**THE REQUEST**: According to the thread on cgroup v1 and balance_dirty_pages, why doesn't balance_dirty_pages pause a cgroup v1 task that dirties too many pages relative to its memcg memory limit? Answer in one to three sentences.

**EXCERPTED TEXT**:

Re: cgroup v1 and balance_dirty_pages

Johannes Weiner <hannes@xxxxxxxxxxx> · Thu, 17 Nov 2022 11:31:05 -0500

On Thu, Nov 17, 2022 at 09:21:10PM +0530, Aneesh Kumar K V wrote:
> On 11/17/22 9:12 PM, Aneesh Kumar K V wrote:
> > On 11/17/22 8:42 PM, Johannes Weiner wrote:
> >> Hi Aneesh,
> >>
> >> On Thu, Nov 17, 2022 at 12:24:13PM +0530, Aneesh Kumar K.V wrote:
> >>> Currently, we don't pause in balance_dirty_pages with cgroup v1 when we
> >>> have task dirtying too many pages w.r.t to memory limit in the memcg.
> >>> This is because with cgroup v1 all the limits are checked against global
> >>> available resources. So on a system with a large amount of memory, a
> >>> cgroup with a smaller limit can easily hit OOM if the task within the
> >>> cgroup continuously dirty pages.
> >>
> >> Page reclaim has special writeback throttling for cgroup1, see the
> >> folio_wait_writeback() in shrink_folio_list(). It's not as smooth as
> >> proper dirty throttling, but it should prevent OOMs.
> >>
> >> Is this not working anymore?
> > 
> > The test is a simple dd test on on a 256GB system.
> > 
> > root@lp2:/sys/fs/cgroup/memory# mkdir test
> > root@lp2:/sys/fs/cgroup/memory# cd test/
> > root@lp2:/sys/fs/cgroup/memory/test# echo 120M > memory.limit_in_bytes 
> > root@lp2:/sys/fs/cgroup/memory/test# echo $$ > tasks 
> > root@lp2:/sys/fs/cgroup/memory/test# dd if=/dev/zero of=/home/kvaneesh/test bs=1M 
> > Killed
> > 
> > 
> > Will it hit the folio_wait_writeback, because it is sequential i/o and none of the folio
> > we are writing will be in writeback?
> 
> Other way to look at this is, if the writeback is never started via balance_dirty_pages,
> will we be finding folios in shrink_folio_list that is in writeback? 

The flushers are started from reclaim if necessary. See this code from
shrink_inactive_list():

	/*
	 * If dirty folios are scanned that are not queued for IO, it
	 * implies that flushers are not doing their job. This can
	 * happen when memory pressure pushes dirty folios to the end of
	 * the LRU before the dirty limits are breached and the dirty
	 * data has expired. It can also happen when the proportion of
	 * dirty folios grows not through writes but through memory
	 * pressure reclaiming all the clean cache. And in some cases,
	 * the flushers simply cannot keep up with the allocation
	 * rate. Nudge the flusher threads in case they are asleep.
	 */
	if (stat.nr_unqueued_dirty == nr_taken)
		wakeup_flusher_threads(WB_REASON_VMSCAN);

It sounds like there isn't enough time for writeback to commence
before the memcg already declares OOM.

If you place a reclaim_throttle(VMSCAN_THROTTLE_WRITEBACK) after that
wakeup, does that fix the issue?

(Entries pointing to named objects)

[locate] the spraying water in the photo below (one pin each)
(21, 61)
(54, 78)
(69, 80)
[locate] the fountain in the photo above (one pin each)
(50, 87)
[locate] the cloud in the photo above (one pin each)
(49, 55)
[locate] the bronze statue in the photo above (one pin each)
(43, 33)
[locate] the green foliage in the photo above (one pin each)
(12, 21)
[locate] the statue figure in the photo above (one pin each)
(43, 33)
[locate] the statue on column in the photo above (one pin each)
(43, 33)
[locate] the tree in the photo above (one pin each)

**ANSWER IN FULL**: With cgroup v1, all the limits are checked against global available resources rather than against the memcg limit. On a system with a large amount of memory, a task in a cgroup with a smaller limit can therefore keep dirtying pages without pausing, and the cgroup can easily hit OOM.